Selected passage:
-.-.-

My parents make our lives special.  They cherish each other and the family they have created.  They love the garden they created together that brings butterflies and birds you’ve never seen.  They celebrate the house they remodeled and rebuilt in the woods up north together.  They go all out when their kids come to town, making beautiful holiday memories.  They truly enjoy their grandkids and actually get down on the floor and play with them together.

At the end of the day, they did a great job and are still doing a great job.

And the memories of the days on the beach, in the boat, at a cold picnic in the wind, sledding down a hill, having the flu together on the couch, planting their first flower bed together, knocking out their first wall to remodel, being growled at by their own dog who was protecting their baby, moving into their dream house, watching their girls graduate and graduate again and graduate again, and then get married and buy houses and have babies, and retiring to the woods to hunt and garden…every single one of them tells their life story that is more together than it is separate over the course of their lives.  Now, 36 years together is way longer than the teen years they had when they said I do.

They have a lot to celebrate and a lot to remember together.

 21.   You never truly know anyone – not even your spouse, so just enjoy the discovery

One day I was talking to my mom about getting engaged to my husband.  She was wondering when he might propose.  It’d been about two and a half years that we’d been dating and I was in my 30s, so my mom was in a hurry to marry me off.  I told her that he’d like to really know me well before he decides to marry me.  He thought it was important to know each other through a few sets of seasons, to really get to know each other.

My mom laughed and told me you never know someone.  Ever.

She said I think I know your dad, but then he does something or tells me something I never knew before about him.  He might share with me a dream he never told me he had.  He might suddenly say he likes a food I never cooked, or share a memory I never heard before.

She said she was married 33 years, at the time, and she was still getting to know my dad.

She told me that marriage is an adventure of discovery of your own self and of your spouse.  That you never truly know anyone, and that the joy of marriage is in getting to know your spouse better and better with every passing year and every new experience.

She said I don’t know your dad retired yet.  I am just learning your dad as a grandfather.  Those were a couple of examples she gave me, and she’s right.

-.-.-

Data excerpts:
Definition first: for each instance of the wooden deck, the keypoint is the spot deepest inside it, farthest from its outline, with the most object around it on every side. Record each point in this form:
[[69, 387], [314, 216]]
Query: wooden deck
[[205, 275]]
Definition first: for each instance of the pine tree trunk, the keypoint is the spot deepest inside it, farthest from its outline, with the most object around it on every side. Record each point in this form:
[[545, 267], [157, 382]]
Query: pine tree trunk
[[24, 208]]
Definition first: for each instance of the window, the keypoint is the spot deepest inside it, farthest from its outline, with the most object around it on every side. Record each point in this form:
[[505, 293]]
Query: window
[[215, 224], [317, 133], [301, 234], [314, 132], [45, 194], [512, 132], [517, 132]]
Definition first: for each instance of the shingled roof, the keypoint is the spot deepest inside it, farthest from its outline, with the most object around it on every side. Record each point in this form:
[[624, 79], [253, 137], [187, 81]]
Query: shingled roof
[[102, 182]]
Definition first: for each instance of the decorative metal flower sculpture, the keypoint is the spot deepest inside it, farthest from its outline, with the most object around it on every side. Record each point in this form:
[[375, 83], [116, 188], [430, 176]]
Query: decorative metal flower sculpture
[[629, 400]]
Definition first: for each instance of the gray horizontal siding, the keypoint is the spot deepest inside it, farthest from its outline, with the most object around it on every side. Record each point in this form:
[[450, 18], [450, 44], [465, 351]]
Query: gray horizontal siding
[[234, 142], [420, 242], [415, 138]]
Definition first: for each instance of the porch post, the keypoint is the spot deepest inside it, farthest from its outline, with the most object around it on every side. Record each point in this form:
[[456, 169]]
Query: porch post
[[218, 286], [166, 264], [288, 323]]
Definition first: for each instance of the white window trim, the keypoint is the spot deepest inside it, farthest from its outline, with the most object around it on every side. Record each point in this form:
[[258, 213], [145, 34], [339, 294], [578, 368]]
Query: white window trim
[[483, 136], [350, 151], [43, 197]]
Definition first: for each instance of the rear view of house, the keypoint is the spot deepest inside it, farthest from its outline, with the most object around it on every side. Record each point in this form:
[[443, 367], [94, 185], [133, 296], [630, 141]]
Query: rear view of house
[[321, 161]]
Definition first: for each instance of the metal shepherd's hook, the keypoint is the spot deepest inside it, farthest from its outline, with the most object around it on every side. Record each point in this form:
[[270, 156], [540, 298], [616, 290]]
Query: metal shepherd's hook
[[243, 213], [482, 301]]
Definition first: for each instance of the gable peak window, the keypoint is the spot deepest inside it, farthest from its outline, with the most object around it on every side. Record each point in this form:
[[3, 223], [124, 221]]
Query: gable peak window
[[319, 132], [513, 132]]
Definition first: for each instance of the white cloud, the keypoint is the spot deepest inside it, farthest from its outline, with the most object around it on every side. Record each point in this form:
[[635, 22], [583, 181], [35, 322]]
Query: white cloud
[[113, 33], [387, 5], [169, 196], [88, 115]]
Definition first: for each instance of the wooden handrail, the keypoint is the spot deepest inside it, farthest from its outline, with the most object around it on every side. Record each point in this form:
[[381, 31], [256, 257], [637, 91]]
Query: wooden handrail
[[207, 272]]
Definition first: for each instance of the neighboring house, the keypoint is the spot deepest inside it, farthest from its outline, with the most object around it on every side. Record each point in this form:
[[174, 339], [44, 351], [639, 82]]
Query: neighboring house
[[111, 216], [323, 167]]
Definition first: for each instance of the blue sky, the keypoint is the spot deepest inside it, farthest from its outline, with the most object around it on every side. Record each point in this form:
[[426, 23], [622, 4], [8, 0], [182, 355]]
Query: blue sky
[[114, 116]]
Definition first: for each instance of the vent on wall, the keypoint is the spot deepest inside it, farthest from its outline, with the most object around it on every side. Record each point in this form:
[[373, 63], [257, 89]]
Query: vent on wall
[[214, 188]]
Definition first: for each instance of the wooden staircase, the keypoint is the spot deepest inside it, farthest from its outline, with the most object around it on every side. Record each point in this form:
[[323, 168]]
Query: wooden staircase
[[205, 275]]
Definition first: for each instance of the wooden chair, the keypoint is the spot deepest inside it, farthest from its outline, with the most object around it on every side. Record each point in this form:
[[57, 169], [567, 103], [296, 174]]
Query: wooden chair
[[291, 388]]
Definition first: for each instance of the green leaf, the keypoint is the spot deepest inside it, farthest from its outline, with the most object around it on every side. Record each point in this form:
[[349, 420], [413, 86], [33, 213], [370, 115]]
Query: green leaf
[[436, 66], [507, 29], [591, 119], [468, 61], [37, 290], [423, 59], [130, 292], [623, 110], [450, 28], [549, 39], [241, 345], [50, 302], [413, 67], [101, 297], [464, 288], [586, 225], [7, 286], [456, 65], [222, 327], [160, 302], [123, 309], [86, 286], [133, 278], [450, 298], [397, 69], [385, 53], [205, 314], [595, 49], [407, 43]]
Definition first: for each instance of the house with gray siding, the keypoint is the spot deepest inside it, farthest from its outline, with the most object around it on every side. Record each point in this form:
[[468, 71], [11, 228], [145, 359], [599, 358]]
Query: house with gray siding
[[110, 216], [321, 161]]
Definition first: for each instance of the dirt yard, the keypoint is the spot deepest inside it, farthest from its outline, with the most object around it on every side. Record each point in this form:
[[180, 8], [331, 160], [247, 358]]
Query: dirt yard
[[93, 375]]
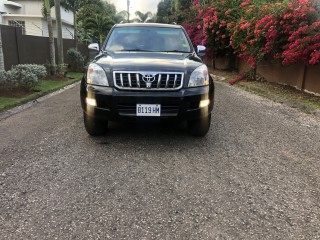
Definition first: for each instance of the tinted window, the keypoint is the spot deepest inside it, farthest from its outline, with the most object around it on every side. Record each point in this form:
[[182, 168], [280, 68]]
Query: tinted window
[[156, 39]]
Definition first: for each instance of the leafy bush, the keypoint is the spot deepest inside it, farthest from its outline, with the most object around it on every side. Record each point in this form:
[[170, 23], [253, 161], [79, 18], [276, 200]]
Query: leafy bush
[[23, 75], [38, 70], [75, 60], [62, 69]]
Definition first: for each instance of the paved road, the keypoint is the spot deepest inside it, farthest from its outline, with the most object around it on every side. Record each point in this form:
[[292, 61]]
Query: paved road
[[256, 175]]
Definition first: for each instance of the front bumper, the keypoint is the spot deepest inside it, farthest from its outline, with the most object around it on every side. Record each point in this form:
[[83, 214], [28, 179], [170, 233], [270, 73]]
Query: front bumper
[[114, 105]]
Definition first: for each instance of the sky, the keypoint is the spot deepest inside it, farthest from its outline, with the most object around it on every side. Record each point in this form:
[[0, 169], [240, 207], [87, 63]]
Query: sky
[[136, 5]]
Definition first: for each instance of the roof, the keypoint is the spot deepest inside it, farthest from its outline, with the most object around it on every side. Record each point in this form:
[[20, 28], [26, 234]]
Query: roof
[[147, 25]]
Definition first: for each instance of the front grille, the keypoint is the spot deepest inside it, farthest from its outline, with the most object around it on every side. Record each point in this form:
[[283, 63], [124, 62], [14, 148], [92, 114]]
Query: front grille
[[148, 80]]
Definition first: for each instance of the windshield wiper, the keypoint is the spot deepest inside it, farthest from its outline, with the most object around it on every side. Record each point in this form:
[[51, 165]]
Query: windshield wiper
[[135, 50], [177, 51]]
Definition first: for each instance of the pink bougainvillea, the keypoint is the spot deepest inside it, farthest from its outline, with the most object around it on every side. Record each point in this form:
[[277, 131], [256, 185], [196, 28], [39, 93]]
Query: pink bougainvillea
[[288, 31]]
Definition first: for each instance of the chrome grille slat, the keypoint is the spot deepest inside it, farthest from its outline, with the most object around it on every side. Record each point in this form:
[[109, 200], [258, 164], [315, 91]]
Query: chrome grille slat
[[167, 80], [138, 81], [159, 81], [121, 79], [129, 79], [175, 81], [134, 80]]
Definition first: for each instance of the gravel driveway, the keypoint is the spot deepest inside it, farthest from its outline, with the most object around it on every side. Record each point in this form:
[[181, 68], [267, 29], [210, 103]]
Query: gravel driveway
[[256, 175]]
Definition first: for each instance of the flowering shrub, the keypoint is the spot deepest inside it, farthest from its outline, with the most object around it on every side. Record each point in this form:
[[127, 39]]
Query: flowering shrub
[[23, 75], [257, 29]]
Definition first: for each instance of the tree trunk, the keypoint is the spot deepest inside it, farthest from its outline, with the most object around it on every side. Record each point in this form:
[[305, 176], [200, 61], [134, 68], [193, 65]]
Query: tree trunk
[[75, 27], [1, 53], [59, 31]]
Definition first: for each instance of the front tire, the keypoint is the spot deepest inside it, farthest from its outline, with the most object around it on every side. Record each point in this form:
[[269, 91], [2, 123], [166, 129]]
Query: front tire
[[200, 127], [94, 126]]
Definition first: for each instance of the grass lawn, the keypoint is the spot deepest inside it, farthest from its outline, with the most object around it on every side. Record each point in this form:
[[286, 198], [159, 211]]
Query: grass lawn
[[276, 92], [43, 88]]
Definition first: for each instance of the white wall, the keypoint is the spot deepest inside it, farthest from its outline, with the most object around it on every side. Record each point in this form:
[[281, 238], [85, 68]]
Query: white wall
[[66, 16]]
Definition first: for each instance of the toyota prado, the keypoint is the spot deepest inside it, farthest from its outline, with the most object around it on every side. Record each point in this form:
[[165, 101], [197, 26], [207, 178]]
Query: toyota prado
[[147, 71]]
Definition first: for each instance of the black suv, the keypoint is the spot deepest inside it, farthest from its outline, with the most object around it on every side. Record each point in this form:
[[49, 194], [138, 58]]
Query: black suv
[[147, 71]]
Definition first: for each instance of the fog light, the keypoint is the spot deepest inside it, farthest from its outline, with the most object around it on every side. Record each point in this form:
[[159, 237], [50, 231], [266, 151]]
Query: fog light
[[91, 102], [204, 103]]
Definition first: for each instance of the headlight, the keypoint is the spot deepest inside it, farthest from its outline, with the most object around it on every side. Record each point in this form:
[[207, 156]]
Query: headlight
[[199, 77], [96, 75]]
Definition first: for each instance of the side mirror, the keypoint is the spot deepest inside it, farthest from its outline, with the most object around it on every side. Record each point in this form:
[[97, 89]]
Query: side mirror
[[94, 46], [201, 50]]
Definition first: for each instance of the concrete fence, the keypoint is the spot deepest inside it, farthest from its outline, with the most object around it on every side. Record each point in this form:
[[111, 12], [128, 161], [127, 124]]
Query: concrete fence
[[23, 49]]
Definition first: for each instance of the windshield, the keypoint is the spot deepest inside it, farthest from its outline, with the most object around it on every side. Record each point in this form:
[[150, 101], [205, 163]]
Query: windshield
[[151, 39]]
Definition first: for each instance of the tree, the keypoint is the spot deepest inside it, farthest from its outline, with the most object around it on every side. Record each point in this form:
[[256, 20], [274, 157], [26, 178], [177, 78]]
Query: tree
[[1, 53], [100, 25], [121, 16], [87, 14], [73, 6], [143, 17], [46, 11], [59, 32], [164, 11]]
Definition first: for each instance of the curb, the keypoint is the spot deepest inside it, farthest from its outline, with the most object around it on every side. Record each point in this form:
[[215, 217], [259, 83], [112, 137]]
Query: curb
[[20, 108]]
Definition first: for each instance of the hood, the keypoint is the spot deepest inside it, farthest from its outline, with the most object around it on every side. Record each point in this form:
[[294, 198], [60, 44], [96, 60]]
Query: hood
[[148, 61]]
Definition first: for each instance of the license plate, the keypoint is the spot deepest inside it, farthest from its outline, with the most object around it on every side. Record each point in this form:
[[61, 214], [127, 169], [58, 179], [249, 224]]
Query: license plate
[[152, 110]]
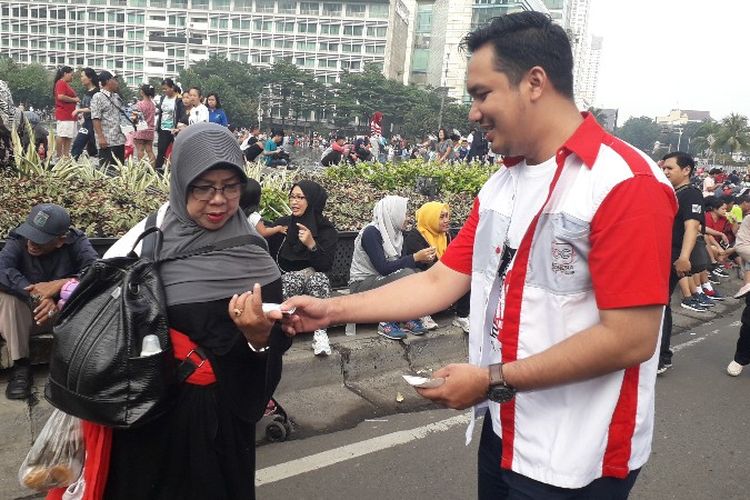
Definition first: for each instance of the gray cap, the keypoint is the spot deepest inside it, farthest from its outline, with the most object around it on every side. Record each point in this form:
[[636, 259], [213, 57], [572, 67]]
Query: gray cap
[[45, 223]]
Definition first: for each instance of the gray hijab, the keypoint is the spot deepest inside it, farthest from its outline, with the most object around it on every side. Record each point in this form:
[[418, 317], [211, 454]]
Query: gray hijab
[[218, 274]]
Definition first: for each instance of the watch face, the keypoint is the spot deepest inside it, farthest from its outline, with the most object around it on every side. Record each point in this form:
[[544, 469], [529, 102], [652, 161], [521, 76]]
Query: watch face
[[500, 393]]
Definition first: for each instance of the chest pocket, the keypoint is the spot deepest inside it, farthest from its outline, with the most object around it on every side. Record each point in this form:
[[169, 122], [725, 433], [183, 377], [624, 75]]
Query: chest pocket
[[559, 255]]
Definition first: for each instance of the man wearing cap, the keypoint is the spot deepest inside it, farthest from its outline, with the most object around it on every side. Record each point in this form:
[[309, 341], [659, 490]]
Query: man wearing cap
[[39, 256], [106, 113]]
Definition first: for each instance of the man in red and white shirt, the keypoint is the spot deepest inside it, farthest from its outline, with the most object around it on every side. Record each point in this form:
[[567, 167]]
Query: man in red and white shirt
[[562, 350]]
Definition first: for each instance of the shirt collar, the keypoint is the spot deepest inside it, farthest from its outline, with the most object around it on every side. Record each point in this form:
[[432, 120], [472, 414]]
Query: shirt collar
[[585, 142]]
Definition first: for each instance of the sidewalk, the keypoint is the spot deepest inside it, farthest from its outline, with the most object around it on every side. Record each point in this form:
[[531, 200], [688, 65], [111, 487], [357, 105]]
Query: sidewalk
[[361, 379]]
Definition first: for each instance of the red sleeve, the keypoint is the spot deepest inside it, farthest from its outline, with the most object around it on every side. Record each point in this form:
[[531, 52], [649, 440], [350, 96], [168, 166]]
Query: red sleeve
[[459, 254], [631, 238]]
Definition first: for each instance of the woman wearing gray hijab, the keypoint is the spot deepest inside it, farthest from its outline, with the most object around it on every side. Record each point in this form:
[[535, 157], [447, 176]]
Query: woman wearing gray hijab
[[205, 446]]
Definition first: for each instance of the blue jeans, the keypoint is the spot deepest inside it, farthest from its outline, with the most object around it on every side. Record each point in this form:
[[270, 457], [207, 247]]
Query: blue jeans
[[501, 484]]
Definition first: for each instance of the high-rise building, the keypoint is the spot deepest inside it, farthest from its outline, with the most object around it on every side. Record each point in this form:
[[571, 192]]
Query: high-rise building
[[152, 38], [589, 76], [440, 26]]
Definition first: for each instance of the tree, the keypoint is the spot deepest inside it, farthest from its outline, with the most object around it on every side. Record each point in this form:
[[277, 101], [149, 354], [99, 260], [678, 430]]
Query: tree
[[238, 85], [31, 85], [733, 134], [641, 132]]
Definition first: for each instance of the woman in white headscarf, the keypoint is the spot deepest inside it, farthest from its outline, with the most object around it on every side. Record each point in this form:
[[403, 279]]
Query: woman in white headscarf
[[377, 259]]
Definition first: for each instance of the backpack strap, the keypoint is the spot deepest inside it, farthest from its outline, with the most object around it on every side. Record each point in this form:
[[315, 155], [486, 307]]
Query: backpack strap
[[152, 242]]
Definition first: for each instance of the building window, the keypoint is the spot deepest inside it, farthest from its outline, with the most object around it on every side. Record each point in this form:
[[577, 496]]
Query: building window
[[309, 8], [353, 30], [331, 9], [284, 27], [287, 7], [355, 10], [377, 32], [308, 27], [265, 6], [379, 11], [330, 29]]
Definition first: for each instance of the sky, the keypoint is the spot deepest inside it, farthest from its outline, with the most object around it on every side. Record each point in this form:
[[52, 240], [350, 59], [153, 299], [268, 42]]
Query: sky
[[664, 54]]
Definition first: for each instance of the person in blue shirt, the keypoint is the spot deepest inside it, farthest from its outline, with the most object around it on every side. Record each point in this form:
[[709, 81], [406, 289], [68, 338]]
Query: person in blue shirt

-.-.-

Check your understanding:
1. In the passage about the parents' marriage, how many years had the mom been married at the time she said she was still getting to know the dad?
2. Return the part of the passage about the parents' marriage that begins at the words "They have a" and stops after "never heard before.", copied word for word.
The listing comes from a separate source unrelated to the passage about the parents' marriage.

Task responses:
1. 33 years.

2.
They have a lot to celebrate and a lot to remember together.

 21.   You never truly know anyone – not even your spouse, so just enjoy the discovery

One day I was talking to my mom about getting engaged to my husband.  She was wondering when he might propose.  It’d been about two and a half years that we’d been dating and I was in my 30s, so my mom was in a hurry to marry me off.  I told her that he’d like to really know me well before he decides to marry me.  He thought it was important to know each other through a few sets of seasons, to really get to know each other.

My mom laughed and told me you never know someone.  Ever.

She said I think I know your dad, but then he does something or tells me something I never knew before about him.  He might share with me a dream he never told me he had.  He might suddenly say he likes a food I never cooked, or share a memory I never heard before.